■ Exercise tasks:
1. According to the football book reviews, what were Tom Landry's motivations as described in Out of Control?
2. Please extend the football book reviews past their final entry.

[Start of Document segment]

The Boz (Brian Bosworth)
Bo Knows Bo (Bo Jackson)
The Boz? Pul-leeze. This book is tabloid garbage. Not that I have a problem with tabloid garbage but it must be good tabloid garbage. It must be Albert Goldman-biography-of-Elvis-Presley-level tabloid garbage. This book is so lightweight that cotton candy uses it for sportswear on weekends. Pretend insight from a pretend tough guy. Bo knows Bo is only slightly better because he could actually play when he wasn’t nursing his boo-boos. These two books on a top 100 list almost destroy the credibility of the list.
The Canadian Pro Football Encyclopedia (Maher and Gill)
World Football League Encyclopedia (Maher and Speck)
Outsiders I and II (Gill and Maher)
How can The Boz be on this list and not these books? They’re the only of their kind. The leagues existed. Games were played. Men played in them. This is where you find out who, when and where. Sounds like Top 100 to me.
Out of Control (Thomas “Hollywood” Henderson) An overlooked autobiography, it’s one of the best. Henderson drags you through his personal train wreck, an experience both fascinating and disgusting. The NFL he describes from a player’s perspective is as much political as it is about talent, and his insights into the motivations of Tom Landry (calculating and cold), Bill Walsh (scared), and Don Shula (honest and warm) are well worth the read. But this is no run of the mill diatribe of a bitter ex-jock. Henderson is tougher on himself than anyone. If you think you’ve faced your demons this book is the litmus test. One of the most honest confessionals ever published, Henderson lays himself open like no one has before or since. Not for the squeamish.

[End of Document segment]
[Start of Material shown]

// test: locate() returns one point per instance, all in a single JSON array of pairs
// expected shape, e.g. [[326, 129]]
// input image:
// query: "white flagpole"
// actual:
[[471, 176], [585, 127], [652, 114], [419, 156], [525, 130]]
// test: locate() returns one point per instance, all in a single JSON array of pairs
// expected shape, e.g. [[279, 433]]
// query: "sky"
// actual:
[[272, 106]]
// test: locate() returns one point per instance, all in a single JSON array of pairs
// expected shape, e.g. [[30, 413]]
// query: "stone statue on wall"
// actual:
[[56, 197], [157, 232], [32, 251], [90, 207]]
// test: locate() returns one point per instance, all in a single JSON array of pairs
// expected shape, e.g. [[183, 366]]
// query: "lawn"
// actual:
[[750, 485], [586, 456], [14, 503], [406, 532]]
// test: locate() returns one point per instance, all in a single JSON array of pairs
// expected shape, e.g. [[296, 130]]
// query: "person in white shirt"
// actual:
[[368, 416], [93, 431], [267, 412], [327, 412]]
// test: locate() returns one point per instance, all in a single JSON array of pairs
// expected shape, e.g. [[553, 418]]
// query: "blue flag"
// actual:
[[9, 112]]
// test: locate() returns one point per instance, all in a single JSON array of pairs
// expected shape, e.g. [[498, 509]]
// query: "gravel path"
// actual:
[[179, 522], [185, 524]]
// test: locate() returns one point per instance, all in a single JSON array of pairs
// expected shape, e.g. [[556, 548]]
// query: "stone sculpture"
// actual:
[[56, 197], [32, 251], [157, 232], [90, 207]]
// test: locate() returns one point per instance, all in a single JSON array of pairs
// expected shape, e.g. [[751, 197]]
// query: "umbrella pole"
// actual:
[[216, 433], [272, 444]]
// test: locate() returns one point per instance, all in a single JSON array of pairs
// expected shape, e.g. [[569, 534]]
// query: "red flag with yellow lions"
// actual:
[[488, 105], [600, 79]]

[End of Material shown]

■ Answers by task:
1. Calculating and cold.

2.
A Thinking Man’s Guide to Pro Football (Paul Zimmerman) In the club of football writers Dr. Z is the toppermost of the poppermost. But it was his daily stuff, his weekly stuff that resonated with me. The beat writing. The SI columns that were as much about life as they were about football. The guts to prove his acumen by picking games against the pointspread—to have skin in the game. No ivory tower bullshit for this cat. Then again, that’s what Thinking Man’s is. Don’t misunderstand me. It’s decent enough. It belongs on the list. But I’ve never understood why a book gets such acclaim for telling us what we already knew, and I can’t help feeling Zimmerman adopted a different style for this book than was natural for him. A boring yawner the famously cantankerous Z would have twitched his cookie duster at had someone else wrote it.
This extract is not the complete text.